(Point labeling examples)
·····
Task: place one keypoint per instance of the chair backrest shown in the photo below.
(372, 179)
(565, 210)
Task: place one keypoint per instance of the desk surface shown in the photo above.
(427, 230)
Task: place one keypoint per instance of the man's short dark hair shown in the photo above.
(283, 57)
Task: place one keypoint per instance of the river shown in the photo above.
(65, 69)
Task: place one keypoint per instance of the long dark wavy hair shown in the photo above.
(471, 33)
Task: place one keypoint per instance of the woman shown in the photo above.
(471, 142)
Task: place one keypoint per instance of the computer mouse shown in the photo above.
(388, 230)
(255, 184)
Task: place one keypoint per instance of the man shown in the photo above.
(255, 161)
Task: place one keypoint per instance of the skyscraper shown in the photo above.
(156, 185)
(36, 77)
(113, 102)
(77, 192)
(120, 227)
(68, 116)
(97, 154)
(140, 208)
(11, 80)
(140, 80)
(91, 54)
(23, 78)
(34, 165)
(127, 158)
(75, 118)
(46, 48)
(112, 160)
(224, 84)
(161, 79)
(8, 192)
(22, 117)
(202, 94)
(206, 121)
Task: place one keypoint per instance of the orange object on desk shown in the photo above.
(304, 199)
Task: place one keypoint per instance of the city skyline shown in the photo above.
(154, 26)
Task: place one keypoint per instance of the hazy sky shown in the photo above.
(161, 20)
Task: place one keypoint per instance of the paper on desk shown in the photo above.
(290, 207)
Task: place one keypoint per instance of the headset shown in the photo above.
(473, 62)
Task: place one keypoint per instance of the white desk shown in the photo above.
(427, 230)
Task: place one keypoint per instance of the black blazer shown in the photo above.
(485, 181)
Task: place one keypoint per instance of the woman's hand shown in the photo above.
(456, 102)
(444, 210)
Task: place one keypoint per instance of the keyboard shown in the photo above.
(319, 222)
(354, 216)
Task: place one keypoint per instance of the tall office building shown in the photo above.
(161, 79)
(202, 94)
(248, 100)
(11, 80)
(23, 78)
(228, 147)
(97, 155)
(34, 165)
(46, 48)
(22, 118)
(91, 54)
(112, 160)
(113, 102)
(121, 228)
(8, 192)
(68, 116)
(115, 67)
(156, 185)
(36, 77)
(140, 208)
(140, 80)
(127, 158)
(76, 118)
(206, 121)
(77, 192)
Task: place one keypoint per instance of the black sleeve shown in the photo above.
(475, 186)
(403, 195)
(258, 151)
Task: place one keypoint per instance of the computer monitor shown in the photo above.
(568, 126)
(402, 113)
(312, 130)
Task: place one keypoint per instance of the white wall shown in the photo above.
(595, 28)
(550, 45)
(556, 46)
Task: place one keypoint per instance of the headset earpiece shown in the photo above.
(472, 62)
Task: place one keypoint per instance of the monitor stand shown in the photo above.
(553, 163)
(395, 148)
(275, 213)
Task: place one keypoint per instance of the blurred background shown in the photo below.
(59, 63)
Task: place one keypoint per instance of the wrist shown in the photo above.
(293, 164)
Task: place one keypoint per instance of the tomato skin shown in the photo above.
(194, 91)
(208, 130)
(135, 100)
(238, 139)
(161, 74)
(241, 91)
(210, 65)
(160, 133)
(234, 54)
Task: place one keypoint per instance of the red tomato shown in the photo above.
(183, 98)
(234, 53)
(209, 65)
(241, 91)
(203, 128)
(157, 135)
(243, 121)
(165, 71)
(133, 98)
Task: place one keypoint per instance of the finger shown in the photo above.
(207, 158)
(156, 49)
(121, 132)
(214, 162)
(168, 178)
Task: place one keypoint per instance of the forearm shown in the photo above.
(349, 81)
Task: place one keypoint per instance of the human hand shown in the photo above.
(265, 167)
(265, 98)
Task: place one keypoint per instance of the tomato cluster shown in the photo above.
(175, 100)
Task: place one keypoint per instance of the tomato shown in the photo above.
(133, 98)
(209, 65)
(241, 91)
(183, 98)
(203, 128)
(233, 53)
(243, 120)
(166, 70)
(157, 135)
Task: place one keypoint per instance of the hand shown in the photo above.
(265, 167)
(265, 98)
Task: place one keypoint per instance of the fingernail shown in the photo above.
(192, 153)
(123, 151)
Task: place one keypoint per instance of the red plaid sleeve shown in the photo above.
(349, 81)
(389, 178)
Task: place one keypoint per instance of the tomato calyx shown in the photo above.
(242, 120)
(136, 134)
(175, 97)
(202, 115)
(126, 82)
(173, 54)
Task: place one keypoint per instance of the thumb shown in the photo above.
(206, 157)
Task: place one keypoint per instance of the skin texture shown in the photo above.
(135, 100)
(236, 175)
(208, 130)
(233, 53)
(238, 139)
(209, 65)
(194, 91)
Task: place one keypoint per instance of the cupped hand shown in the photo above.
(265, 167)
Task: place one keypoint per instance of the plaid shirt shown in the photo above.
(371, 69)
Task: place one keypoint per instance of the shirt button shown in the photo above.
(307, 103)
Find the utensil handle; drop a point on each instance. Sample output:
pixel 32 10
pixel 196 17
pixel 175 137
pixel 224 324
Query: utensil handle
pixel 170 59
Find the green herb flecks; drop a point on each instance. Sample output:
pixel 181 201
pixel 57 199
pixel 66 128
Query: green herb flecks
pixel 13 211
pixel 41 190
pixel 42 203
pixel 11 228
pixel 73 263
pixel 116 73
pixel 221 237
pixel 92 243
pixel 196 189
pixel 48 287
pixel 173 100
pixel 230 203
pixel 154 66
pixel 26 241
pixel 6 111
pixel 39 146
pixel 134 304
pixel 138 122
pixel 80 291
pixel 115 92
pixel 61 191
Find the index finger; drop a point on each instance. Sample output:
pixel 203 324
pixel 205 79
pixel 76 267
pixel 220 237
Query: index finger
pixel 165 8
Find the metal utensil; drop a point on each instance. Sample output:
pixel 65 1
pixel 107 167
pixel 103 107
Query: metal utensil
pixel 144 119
·····
REQUIRED TASK: Copy the lines from the one containing "Find the index" through the end of the entries, swapping "metal utensil" for "steel utensil" and changing nothing else.

ANSWER:
Find the index finger; drop a point on each instance. Sample output:
pixel 203 324
pixel 205 79
pixel 76 267
pixel 220 237
Query: index finger
pixel 165 8
Find the steel utensil; drop a point on each instance. Sample output:
pixel 65 1
pixel 107 167
pixel 103 107
Query: steel utensil
pixel 144 119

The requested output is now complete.